● **TASK INSTRUCTIONS**
In this exercise, copy exactly the lines from the one that contains "Pin the green parakeet" through the end of the entries below; pictures are not copied.

● **ENTRIES**
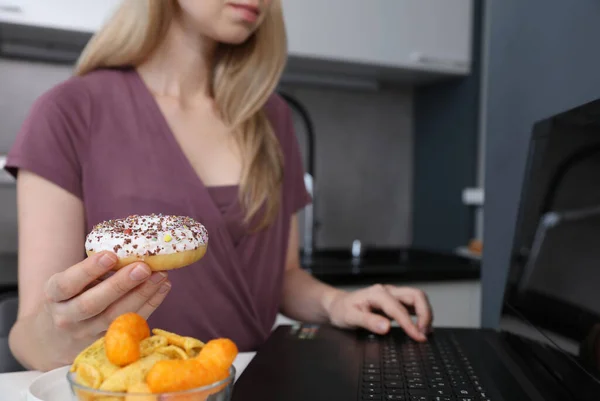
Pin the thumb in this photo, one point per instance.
(370, 321)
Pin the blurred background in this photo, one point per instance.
(407, 113)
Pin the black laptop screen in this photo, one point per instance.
(554, 277)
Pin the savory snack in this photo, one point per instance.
(163, 242)
(129, 360)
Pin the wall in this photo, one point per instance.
(363, 171)
(363, 160)
(540, 61)
(20, 84)
(446, 142)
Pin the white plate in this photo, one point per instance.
(51, 386)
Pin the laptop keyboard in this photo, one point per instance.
(399, 369)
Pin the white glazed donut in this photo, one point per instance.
(162, 242)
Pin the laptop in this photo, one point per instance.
(547, 345)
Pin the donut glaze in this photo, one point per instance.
(148, 237)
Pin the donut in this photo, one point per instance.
(163, 242)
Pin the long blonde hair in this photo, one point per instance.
(244, 76)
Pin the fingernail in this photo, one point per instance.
(164, 288)
(107, 260)
(157, 277)
(382, 326)
(139, 273)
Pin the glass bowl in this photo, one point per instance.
(219, 391)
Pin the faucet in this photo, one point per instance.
(309, 176)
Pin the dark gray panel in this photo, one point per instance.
(542, 60)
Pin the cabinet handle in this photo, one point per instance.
(11, 8)
(432, 60)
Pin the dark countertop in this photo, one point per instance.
(337, 267)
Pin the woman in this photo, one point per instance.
(172, 111)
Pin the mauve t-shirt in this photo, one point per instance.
(103, 138)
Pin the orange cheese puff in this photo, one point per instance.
(132, 323)
(121, 348)
(178, 375)
(218, 355)
(123, 337)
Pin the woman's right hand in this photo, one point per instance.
(81, 301)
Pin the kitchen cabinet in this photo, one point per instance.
(429, 35)
(374, 39)
(75, 15)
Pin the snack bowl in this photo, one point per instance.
(218, 391)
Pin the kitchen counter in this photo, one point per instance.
(338, 267)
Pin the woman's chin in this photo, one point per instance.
(235, 35)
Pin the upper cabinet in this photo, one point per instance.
(403, 35)
(70, 15)
(414, 40)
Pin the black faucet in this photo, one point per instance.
(309, 177)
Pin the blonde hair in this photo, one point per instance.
(244, 76)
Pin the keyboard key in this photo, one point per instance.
(441, 392)
(463, 392)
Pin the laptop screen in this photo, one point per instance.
(554, 278)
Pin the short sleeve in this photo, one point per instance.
(294, 172)
(53, 136)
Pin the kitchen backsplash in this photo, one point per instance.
(363, 155)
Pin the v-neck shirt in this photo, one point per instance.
(103, 138)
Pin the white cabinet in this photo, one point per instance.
(371, 38)
(70, 15)
(433, 35)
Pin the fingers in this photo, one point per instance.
(147, 297)
(66, 285)
(95, 300)
(150, 305)
(417, 299)
(383, 300)
(143, 300)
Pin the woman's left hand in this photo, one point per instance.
(357, 309)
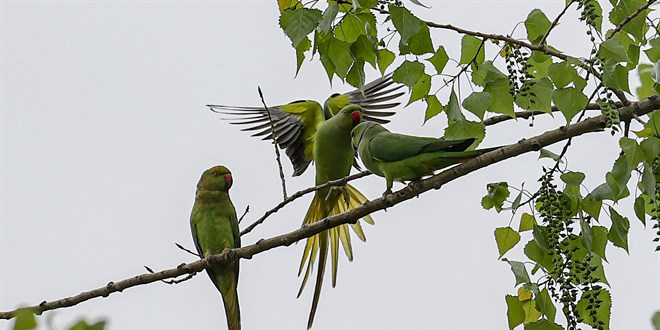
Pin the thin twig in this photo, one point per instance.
(339, 182)
(277, 150)
(555, 22)
(593, 124)
(247, 209)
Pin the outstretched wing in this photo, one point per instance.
(293, 127)
(373, 99)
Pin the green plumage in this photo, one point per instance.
(214, 228)
(398, 157)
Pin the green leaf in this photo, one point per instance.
(527, 222)
(562, 73)
(385, 59)
(612, 49)
(433, 107)
(618, 233)
(602, 311)
(418, 44)
(515, 313)
(570, 101)
(302, 47)
(365, 49)
(439, 59)
(640, 206)
(537, 25)
(632, 151)
(646, 87)
(497, 194)
(355, 76)
(545, 305)
(405, 22)
(545, 153)
(472, 49)
(615, 75)
(340, 55)
(487, 73)
(24, 320)
(502, 99)
(477, 103)
(453, 108)
(408, 73)
(465, 129)
(599, 241)
(298, 23)
(618, 178)
(538, 254)
(421, 88)
(591, 205)
(519, 271)
(535, 95)
(328, 17)
(623, 9)
(543, 324)
(506, 238)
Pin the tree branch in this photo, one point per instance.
(592, 124)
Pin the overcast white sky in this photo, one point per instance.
(105, 134)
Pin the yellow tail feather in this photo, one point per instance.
(318, 244)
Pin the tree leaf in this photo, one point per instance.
(519, 271)
(385, 59)
(527, 222)
(615, 75)
(472, 49)
(453, 109)
(537, 25)
(618, 233)
(535, 95)
(421, 88)
(543, 324)
(298, 23)
(405, 22)
(612, 49)
(439, 59)
(408, 73)
(602, 312)
(515, 313)
(365, 49)
(545, 305)
(570, 101)
(502, 99)
(433, 107)
(477, 103)
(506, 238)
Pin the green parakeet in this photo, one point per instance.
(296, 123)
(334, 158)
(398, 157)
(214, 228)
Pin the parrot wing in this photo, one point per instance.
(371, 99)
(293, 127)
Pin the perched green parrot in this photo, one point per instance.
(214, 228)
(296, 123)
(398, 157)
(334, 158)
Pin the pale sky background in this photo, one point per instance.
(105, 134)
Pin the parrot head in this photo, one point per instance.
(358, 132)
(334, 104)
(216, 178)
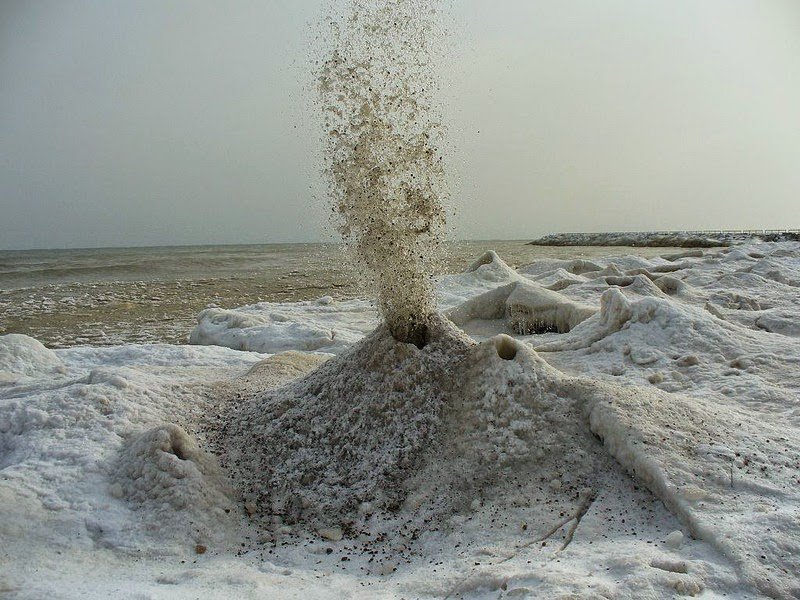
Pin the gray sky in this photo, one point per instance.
(166, 122)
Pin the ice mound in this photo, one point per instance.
(730, 475)
(173, 482)
(22, 356)
(526, 307)
(320, 325)
(389, 439)
(490, 267)
(348, 433)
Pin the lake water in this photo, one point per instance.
(146, 295)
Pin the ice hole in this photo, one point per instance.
(506, 347)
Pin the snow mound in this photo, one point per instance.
(319, 325)
(526, 307)
(348, 433)
(168, 477)
(490, 267)
(730, 476)
(22, 356)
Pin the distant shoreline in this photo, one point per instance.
(674, 239)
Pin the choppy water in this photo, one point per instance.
(147, 295)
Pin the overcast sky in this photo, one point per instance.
(180, 122)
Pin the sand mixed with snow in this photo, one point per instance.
(619, 428)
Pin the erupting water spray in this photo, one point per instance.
(384, 164)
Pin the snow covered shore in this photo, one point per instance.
(625, 428)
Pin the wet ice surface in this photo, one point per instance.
(680, 371)
(112, 296)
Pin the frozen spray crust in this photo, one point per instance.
(384, 165)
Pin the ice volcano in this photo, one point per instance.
(388, 431)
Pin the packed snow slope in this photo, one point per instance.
(617, 428)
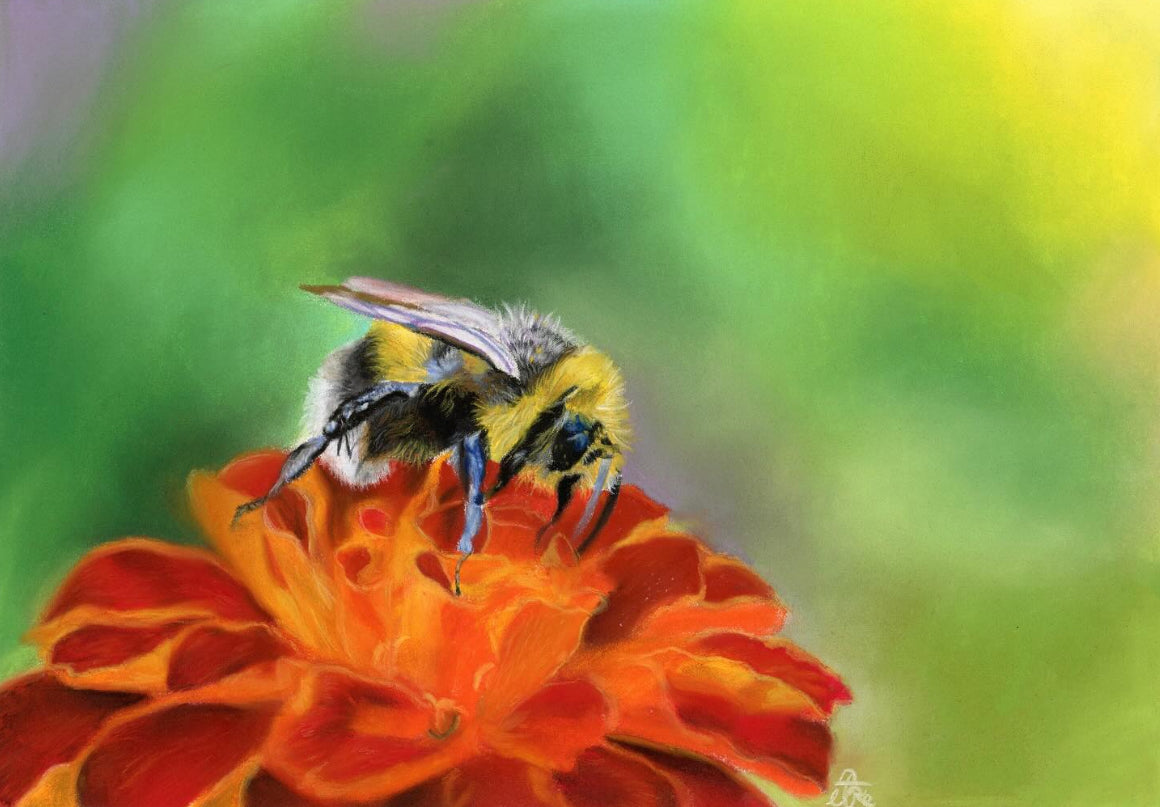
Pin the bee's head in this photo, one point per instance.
(572, 421)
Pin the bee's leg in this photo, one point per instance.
(606, 513)
(597, 487)
(345, 419)
(472, 464)
(564, 491)
(295, 465)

● **REPLY TO THE TASK**
Pin the green parakeet in this photo, one point per instance.
(296, 123)
(334, 158)
(398, 157)
(214, 228)
Pin the parrot wing in this photo, one point per instance.
(371, 99)
(293, 127)
Pin the perched green parrot in this photo, one point per instance.
(214, 228)
(296, 123)
(398, 157)
(334, 158)
Pin the pale sky background in this photo, one point per instance.
(105, 134)
Pin the parrot head in this photo, one point per instance.
(358, 132)
(334, 104)
(216, 178)
Pin the gray sky in this photo, one point per instance.
(166, 122)
Pin the ice mound in this photo, one point per instance.
(730, 475)
(173, 482)
(22, 356)
(526, 307)
(320, 325)
(389, 439)
(490, 267)
(348, 433)
Pin the lake water in this photo, one point per instance.
(146, 295)
Pin the ice hole in this photo, one point per instance.
(506, 347)
Pin the snow mound in this photo, one point per instance.
(319, 325)
(526, 307)
(348, 433)
(168, 477)
(490, 267)
(730, 476)
(22, 356)
Pin the distant shoreline in this photo, one point per instance.
(674, 239)
Pin the choppy water in this photo, one point per instance.
(147, 295)
Pin the overcast sky in this photo, one point per instance.
(180, 122)
Pin the sand mixed with snow in this photo, one point per instance.
(619, 428)
Pin the erupting water spray in this photo, one point per instance.
(384, 164)
Pin the snow covered shore in this photo, one point per instance.
(625, 428)
Pin the wet ice surface in this photo, one point per instance.
(680, 371)
(112, 296)
Pin the frozen spray crust in this photo, one point per instance.
(384, 165)
Pin the ice volcano in this photo, one point per instance.
(388, 431)
Pin the packed snow slope in this photo, one point per instance.
(617, 428)
Pin the bee's head in this photo, one point per instance.
(572, 421)
Pin the bee's leg in this photo, one point per instance.
(606, 513)
(597, 487)
(345, 419)
(472, 464)
(564, 491)
(295, 465)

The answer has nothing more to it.